South Park 16.12: "A Nightmare on Facetime" (2012) directed by Trey Parker
Not nearly as cool as the Halloween episodes of old. This one pokes fun at the not-quite-antiquated notion of renting a physical movie in the guise of a not-as-good-as-The SimpsonsShining parody. Though I will never set foot in a Blockbuster again, I do rent plastic discs with movies on them from Netflix instead. I imagine I'll be doing so for years to come. Though the two movies they specifically mention in the episode -- The Thing and Halloween 4 -- are indeed available to stream on Netflix and Hulu Plus, streaming selection still isn't remotely good enough to completely replace watching physical discs. If I wanted to see Alien, The Exorcist, The Texas Chain Saw Massacre, A Nightmare on Elm Street, Friday the 13th, Near Dark, Evil Dead, Psycho, Frankenstein, The Wicker Man, [REC], Fright Night, Phantasm, Re-Animator, Dawn of the Dead, The Return of the Living Dead, Suspiria, or even The Shining... I'm going to need a disc or I'm going to need to risk pirating. Maybe the hundreds of different rights holders will get their shit together and all of these will be streaming someday on a single service... I won't hold my breath.
Dracula: Dead and Loving It (1995) directed by Mel Brooks
A vaguely amusing parody of the Lugosi, Lee and Oldman Dracula movies. Though, "vaguely amusing" is how I feel about all of Mel Brooks' stuff, I have to admit. I understand that the jokes on screen are supposed to be funny, but they're rarely enough to get me to erupt in laughter. Even the superior Young Frankenstein I like mostly because it's such a dead-on homage to its source material and has great actors in it. This one, it doesn't work as well for either of those things. I did like Peter MacNicol, who plays Renfield and does a pretty good Dwight Frye impression. He was fun to watch. I also liked the bit in which Dracula's hypnotized victims need incredibly specific directions in order not to walk the wrong way as he commands them. Other than that: meh.

Image point annotation entries
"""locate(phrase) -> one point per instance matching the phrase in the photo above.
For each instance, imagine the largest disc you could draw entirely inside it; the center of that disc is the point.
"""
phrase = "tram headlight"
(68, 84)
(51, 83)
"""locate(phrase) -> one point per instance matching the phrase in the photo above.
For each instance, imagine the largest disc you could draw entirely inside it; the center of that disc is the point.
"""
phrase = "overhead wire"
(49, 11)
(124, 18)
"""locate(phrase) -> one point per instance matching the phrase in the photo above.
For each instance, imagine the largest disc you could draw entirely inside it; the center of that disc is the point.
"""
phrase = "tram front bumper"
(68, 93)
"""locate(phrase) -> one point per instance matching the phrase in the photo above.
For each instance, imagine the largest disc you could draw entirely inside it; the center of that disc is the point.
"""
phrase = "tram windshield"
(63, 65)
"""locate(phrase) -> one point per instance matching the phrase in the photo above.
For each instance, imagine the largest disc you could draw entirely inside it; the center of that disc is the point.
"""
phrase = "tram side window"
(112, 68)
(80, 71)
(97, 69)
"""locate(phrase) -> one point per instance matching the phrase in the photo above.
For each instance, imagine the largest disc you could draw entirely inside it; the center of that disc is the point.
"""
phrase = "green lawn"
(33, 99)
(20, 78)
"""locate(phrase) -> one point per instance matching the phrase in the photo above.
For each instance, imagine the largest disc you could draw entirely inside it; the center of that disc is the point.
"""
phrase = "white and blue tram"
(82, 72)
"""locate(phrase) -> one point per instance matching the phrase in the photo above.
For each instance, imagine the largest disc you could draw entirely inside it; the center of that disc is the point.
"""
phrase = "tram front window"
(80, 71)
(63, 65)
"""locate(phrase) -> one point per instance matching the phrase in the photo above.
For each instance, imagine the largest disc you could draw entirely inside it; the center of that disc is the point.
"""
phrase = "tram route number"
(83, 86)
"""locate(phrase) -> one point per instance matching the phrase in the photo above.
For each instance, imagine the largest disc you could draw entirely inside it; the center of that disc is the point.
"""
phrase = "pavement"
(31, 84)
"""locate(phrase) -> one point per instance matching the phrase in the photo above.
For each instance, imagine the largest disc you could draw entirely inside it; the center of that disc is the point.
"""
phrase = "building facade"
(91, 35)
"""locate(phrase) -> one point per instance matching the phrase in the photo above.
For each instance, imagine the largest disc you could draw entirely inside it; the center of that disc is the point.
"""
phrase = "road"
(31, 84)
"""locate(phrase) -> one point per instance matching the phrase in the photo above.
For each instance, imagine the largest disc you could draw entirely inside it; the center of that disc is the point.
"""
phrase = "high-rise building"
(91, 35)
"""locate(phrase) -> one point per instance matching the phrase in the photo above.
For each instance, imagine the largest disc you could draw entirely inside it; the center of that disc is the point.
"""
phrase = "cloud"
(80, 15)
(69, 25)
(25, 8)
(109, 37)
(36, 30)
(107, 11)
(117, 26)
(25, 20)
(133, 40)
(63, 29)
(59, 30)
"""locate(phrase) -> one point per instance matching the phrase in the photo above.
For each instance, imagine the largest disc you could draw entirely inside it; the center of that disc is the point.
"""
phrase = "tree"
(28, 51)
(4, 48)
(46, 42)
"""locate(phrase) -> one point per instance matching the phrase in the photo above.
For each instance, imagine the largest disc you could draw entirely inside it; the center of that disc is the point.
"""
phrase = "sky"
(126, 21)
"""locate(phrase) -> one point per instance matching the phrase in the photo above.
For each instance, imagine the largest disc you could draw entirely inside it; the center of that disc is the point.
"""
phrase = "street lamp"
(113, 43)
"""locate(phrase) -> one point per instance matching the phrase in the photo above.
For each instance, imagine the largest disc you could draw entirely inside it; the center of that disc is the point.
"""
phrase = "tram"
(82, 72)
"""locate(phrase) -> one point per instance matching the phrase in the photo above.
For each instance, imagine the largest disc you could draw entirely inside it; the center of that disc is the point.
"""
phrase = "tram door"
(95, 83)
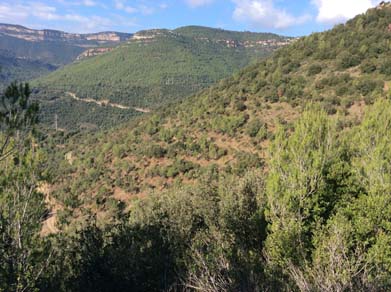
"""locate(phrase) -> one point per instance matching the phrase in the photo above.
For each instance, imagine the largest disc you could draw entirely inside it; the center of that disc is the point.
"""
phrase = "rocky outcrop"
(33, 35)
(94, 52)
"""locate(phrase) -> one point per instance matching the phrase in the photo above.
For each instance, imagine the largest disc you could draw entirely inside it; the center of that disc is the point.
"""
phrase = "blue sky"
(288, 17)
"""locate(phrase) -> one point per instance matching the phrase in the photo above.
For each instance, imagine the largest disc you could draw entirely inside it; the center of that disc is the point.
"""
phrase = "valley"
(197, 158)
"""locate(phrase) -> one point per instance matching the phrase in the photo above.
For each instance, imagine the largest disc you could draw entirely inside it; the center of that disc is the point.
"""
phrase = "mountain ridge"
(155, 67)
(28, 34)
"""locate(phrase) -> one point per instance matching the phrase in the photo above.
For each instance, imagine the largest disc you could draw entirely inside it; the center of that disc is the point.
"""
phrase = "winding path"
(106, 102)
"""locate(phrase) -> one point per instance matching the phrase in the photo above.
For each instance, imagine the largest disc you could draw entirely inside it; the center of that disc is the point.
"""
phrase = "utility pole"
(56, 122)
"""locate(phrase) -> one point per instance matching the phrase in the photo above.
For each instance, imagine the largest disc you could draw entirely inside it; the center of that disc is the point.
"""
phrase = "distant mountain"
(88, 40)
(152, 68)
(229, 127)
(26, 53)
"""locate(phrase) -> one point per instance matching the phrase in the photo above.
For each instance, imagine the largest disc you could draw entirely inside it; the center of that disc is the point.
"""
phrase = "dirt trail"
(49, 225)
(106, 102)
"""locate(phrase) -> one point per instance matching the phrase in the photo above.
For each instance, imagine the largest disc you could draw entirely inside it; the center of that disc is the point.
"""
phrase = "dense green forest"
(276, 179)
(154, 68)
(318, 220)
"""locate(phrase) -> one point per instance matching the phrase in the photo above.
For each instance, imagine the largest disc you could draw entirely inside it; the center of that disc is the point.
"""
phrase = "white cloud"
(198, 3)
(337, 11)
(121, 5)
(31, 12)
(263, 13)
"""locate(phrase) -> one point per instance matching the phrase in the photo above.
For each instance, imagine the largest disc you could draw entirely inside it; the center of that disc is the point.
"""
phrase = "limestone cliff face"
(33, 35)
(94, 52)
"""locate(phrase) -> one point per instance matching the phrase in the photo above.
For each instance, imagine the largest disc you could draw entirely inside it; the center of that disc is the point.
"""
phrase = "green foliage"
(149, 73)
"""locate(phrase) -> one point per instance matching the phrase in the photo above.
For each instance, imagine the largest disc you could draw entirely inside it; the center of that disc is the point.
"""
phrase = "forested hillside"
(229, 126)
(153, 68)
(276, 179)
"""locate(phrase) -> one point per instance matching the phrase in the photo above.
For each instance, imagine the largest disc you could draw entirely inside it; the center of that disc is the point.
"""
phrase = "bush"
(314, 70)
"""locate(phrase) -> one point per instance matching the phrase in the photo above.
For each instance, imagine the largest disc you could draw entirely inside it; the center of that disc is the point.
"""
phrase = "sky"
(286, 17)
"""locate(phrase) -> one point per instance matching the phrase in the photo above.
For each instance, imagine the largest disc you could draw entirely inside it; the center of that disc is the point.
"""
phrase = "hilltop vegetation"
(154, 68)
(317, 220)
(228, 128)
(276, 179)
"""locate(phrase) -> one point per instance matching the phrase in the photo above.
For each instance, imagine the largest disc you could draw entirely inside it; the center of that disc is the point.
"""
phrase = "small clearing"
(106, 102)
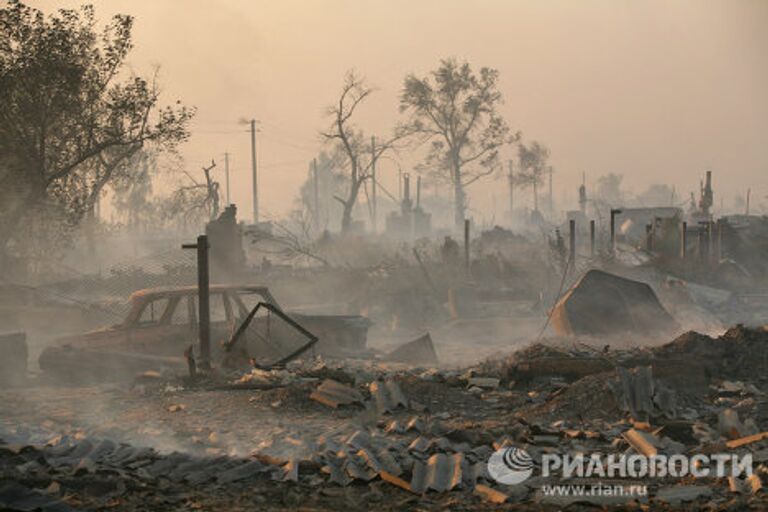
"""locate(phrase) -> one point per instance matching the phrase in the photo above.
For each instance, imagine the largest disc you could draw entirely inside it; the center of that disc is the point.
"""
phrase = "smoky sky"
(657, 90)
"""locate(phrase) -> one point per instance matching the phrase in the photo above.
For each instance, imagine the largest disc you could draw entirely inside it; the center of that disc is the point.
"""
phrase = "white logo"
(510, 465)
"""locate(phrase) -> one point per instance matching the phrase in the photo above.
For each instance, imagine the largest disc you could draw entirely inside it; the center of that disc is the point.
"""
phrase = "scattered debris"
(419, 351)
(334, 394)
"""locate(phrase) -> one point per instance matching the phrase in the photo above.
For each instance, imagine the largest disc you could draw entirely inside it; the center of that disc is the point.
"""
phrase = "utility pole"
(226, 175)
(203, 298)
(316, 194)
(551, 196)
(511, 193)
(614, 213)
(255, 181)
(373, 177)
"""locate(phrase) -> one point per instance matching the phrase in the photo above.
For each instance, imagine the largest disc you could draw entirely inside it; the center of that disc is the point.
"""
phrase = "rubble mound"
...
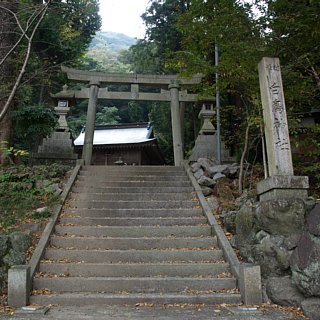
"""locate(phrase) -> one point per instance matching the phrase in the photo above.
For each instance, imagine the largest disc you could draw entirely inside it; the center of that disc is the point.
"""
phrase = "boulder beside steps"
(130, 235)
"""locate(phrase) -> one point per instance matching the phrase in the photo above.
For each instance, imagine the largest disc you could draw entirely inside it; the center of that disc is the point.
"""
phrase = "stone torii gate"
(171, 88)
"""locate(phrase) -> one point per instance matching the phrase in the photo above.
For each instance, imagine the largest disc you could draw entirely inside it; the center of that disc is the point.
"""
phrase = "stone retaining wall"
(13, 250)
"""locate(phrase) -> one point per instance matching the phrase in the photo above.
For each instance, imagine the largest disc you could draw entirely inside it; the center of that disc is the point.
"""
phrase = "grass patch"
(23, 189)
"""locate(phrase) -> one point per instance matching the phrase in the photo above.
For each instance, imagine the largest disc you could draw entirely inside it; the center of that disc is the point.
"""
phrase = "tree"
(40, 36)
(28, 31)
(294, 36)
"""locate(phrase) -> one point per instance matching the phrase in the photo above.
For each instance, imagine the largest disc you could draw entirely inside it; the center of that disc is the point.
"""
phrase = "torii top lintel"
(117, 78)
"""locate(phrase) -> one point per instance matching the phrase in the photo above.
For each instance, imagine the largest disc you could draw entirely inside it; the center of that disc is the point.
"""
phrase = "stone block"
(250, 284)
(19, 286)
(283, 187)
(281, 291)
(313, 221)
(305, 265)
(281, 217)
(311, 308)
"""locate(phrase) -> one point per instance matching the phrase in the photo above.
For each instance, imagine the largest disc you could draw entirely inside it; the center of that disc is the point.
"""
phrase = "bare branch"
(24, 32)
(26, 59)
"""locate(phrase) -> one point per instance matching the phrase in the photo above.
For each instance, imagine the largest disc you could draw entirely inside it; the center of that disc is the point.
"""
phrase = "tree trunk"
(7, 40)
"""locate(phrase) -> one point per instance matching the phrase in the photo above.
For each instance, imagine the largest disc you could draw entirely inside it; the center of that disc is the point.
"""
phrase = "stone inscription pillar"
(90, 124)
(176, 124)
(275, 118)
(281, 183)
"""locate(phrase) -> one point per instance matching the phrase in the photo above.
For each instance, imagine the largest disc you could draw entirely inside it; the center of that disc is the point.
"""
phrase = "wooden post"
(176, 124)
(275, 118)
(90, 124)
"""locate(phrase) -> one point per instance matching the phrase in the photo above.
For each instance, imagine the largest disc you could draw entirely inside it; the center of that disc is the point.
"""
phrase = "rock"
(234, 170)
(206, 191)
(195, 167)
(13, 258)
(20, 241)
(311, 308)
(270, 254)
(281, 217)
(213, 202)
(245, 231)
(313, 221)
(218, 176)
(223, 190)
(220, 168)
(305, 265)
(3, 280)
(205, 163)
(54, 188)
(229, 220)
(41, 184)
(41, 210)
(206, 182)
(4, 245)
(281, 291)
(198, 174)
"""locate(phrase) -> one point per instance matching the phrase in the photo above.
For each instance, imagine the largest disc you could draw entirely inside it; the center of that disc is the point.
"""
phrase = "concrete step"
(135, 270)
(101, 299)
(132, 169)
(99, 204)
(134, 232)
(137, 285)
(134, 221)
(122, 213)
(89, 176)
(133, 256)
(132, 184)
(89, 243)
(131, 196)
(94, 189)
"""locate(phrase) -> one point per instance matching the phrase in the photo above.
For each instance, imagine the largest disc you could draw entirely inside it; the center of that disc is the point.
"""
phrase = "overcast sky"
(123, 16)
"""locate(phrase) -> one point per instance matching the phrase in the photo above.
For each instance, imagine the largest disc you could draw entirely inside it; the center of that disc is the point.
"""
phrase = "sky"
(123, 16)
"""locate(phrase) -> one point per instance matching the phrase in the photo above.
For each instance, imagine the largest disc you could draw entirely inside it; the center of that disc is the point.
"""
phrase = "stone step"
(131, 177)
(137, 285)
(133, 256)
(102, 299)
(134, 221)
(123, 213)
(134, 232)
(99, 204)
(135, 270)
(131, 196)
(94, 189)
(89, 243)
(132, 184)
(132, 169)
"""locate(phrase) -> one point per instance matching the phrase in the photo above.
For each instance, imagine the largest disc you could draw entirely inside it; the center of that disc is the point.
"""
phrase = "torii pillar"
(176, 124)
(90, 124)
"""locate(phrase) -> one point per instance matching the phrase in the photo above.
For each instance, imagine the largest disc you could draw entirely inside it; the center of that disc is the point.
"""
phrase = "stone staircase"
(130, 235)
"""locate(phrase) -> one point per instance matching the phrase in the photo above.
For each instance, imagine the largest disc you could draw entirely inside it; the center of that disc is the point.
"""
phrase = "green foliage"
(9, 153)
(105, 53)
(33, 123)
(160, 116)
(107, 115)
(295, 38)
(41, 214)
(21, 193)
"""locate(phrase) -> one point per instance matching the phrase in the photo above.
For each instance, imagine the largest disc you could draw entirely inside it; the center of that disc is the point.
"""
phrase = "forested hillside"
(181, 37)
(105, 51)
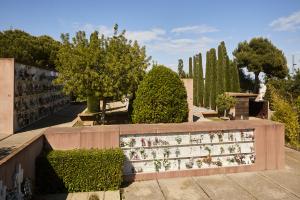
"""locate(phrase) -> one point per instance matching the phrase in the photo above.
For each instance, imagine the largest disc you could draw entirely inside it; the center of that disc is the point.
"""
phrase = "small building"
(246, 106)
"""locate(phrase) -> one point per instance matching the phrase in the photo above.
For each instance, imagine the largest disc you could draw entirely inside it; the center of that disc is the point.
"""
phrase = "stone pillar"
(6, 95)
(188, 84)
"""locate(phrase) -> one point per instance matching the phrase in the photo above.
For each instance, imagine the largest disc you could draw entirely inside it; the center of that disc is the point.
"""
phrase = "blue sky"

TASK: Reproduce verbatim the passage of the film reviews that opens with the words "Dracula: Dead and" and closes after the words "than that: meh.".

FINAL RESULT:
Dracula: Dead and Loving It (1995) directed by Mel Brooks
A vaguely amusing parody of the Lugosi, Lee and Oldman Dracula movies. Though, "vaguely amusing" is how I feel about all of Mel Brooks' stuff, I have to admit. I understand that the jokes on screen are supposed to be funny, but they're rarely enough to get me to erupt in laughter. Even the superior Young Frankenstein I like mostly because it's such a dead-on homage to its source material and has great actors in it. This one, it doesn't work as well for either of those things. I did like Peter MacNicol, who plays Renfield and does a pretty good Dwight Frye impression. He was fun to watch. I also liked the bit in which Dracula's hypnotized victims need incredibly specific directions in order not to walk the wrong way as he commands them. Other than that: meh.